*Exercise aim:* Rewrite the lines starting at the one that contains "Keep to two rules. Tag each instance of the dark" and ending with the one that contains "x=492 y=111". Replace "utility pole" with "power pole" and leave everything else unchanged.

(Dataset items)
[start]

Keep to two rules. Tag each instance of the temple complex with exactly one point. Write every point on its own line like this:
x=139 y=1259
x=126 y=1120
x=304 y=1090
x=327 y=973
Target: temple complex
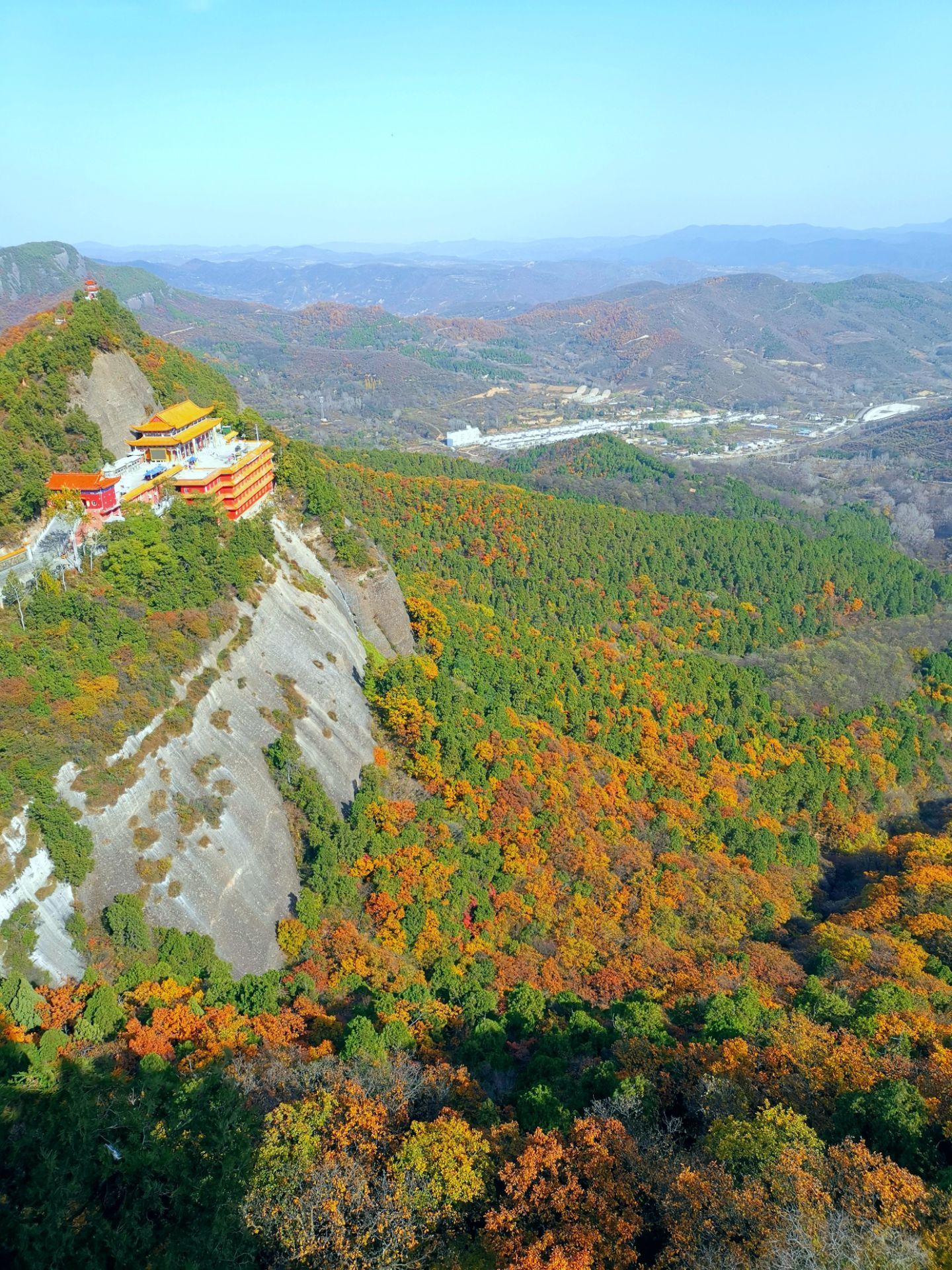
x=183 y=450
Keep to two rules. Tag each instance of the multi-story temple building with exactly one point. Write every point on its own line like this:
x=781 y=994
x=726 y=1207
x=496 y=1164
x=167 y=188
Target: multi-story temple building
x=182 y=450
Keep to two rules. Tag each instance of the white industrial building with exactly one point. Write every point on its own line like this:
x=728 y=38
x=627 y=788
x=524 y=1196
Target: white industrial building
x=463 y=437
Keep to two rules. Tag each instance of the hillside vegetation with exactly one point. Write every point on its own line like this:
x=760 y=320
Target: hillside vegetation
x=40 y=431
x=612 y=962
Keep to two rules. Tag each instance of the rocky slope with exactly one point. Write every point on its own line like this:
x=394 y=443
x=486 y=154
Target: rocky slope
x=116 y=396
x=204 y=814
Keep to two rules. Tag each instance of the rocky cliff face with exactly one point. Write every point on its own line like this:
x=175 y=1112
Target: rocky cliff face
x=204 y=814
x=33 y=883
x=374 y=597
x=116 y=396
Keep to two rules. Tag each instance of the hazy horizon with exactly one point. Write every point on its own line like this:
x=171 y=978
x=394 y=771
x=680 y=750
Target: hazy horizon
x=204 y=121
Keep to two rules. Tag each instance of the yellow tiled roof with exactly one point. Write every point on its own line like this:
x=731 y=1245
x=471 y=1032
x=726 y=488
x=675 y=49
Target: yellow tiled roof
x=175 y=417
x=205 y=476
x=197 y=429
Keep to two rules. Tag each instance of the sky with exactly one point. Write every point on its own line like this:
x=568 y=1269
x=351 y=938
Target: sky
x=399 y=121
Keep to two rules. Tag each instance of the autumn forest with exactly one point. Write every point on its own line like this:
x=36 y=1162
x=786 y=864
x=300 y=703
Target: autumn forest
x=614 y=960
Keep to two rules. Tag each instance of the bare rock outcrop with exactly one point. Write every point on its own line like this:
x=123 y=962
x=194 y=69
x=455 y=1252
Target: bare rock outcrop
x=374 y=597
x=33 y=883
x=116 y=396
x=204 y=825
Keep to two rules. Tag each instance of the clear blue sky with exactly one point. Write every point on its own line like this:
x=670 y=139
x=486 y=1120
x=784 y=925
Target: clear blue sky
x=305 y=121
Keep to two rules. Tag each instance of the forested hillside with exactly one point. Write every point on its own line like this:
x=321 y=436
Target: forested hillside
x=41 y=431
x=611 y=963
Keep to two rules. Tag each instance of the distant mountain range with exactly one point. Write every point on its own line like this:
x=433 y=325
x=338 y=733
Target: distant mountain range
x=499 y=278
x=735 y=341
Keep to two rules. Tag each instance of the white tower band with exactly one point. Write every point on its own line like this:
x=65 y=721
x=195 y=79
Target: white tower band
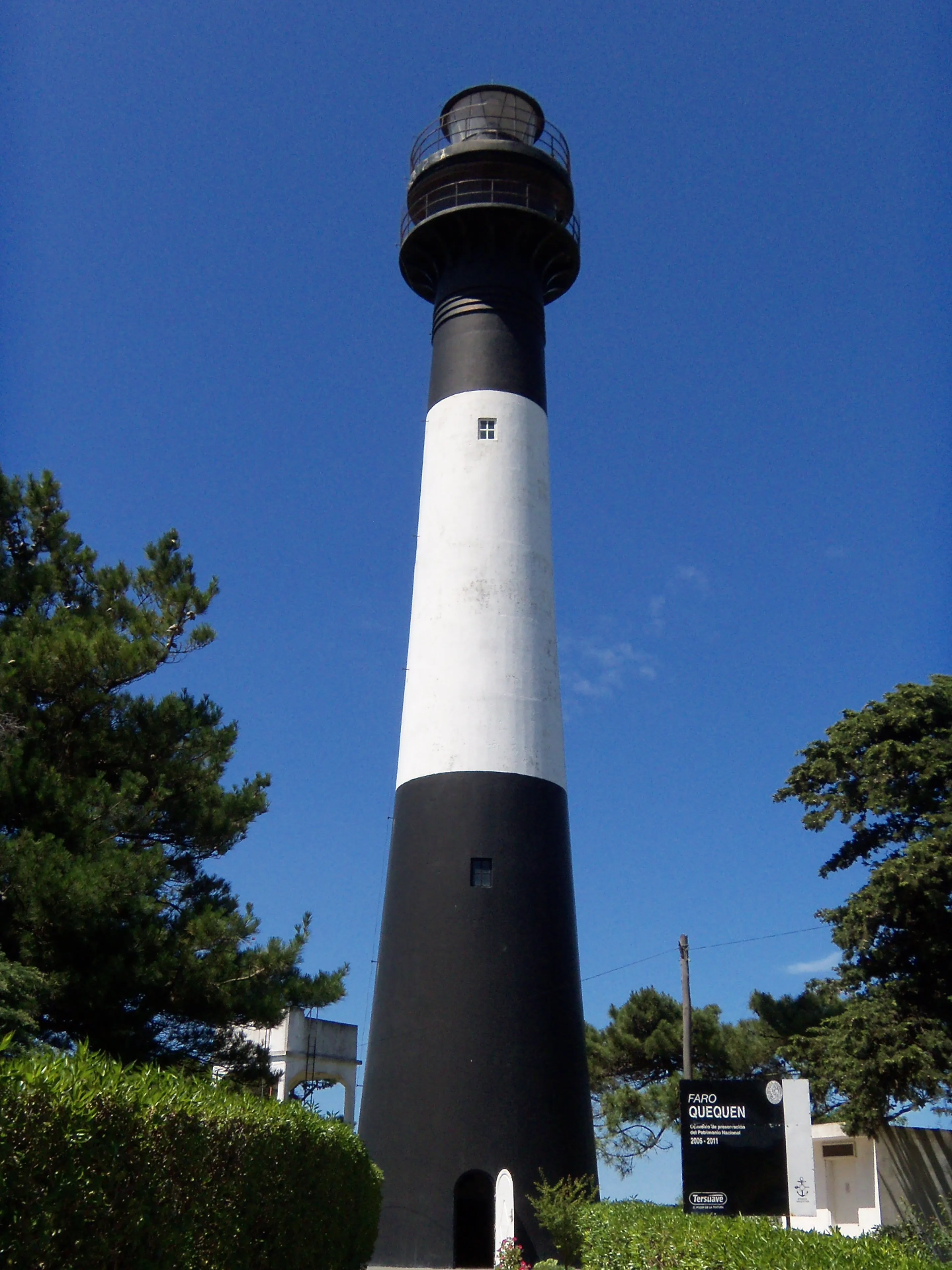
x=477 y=1062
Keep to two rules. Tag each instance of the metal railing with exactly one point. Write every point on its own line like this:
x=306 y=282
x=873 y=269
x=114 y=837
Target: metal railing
x=491 y=190
x=470 y=124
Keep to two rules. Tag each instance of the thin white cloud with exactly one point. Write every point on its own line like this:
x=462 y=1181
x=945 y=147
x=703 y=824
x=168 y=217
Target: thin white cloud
x=687 y=577
x=825 y=963
x=613 y=665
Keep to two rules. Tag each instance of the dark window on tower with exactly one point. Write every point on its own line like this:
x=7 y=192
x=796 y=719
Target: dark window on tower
x=481 y=872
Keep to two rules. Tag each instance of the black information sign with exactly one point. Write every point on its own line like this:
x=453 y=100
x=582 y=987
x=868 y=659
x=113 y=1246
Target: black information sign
x=734 y=1155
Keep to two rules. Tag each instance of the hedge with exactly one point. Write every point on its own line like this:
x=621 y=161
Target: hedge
x=632 y=1236
x=103 y=1166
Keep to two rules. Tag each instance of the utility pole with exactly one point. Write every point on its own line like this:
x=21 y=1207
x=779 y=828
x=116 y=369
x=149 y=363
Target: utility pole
x=685 y=1007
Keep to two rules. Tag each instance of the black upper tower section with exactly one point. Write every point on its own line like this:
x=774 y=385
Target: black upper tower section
x=490 y=235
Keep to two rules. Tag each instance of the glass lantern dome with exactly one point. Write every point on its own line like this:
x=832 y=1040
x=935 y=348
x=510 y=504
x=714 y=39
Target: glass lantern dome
x=492 y=111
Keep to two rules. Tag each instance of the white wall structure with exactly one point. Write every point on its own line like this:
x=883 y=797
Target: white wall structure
x=482 y=691
x=312 y=1049
x=801 y=1170
x=505 y=1210
x=863 y=1183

[end]

*Answer for the task:*
Keep to two rules. Tag each instance of the dark window on tower with exactly one point. Write every point on its own line like this:
x=7 y=192
x=796 y=719
Target: dark window on tower
x=481 y=872
Keep to two rules. Tag each instance of the black information sign with exactly one point. Write every point on its own line like this:
x=453 y=100
x=582 y=987
x=868 y=659
x=113 y=1246
Target: black information sign
x=734 y=1155
Keep to two rules. Tag each instance of the hedge with exactly one point. Write every point on its own line like this:
x=621 y=161
Target: hedge
x=632 y=1236
x=103 y=1166
Keep to two rules. Tag each instance of the power pole with exactly one point. Write every point on its own line like this:
x=21 y=1207
x=779 y=828
x=116 y=369
x=149 y=363
Target: power pole
x=685 y=1007
Keep to two rules. Tag each instance of the black upper tower section with exactly one point. Write every point on its own line like this:
x=774 y=385
Target: black upper tower section
x=490 y=235
Keep to two rules. Tag each instance of the glass lantern dome with exactly one point. Write every point on its own line like this:
x=832 y=1040
x=935 y=348
x=510 y=504
x=714 y=39
Target: glass lantern dome
x=492 y=111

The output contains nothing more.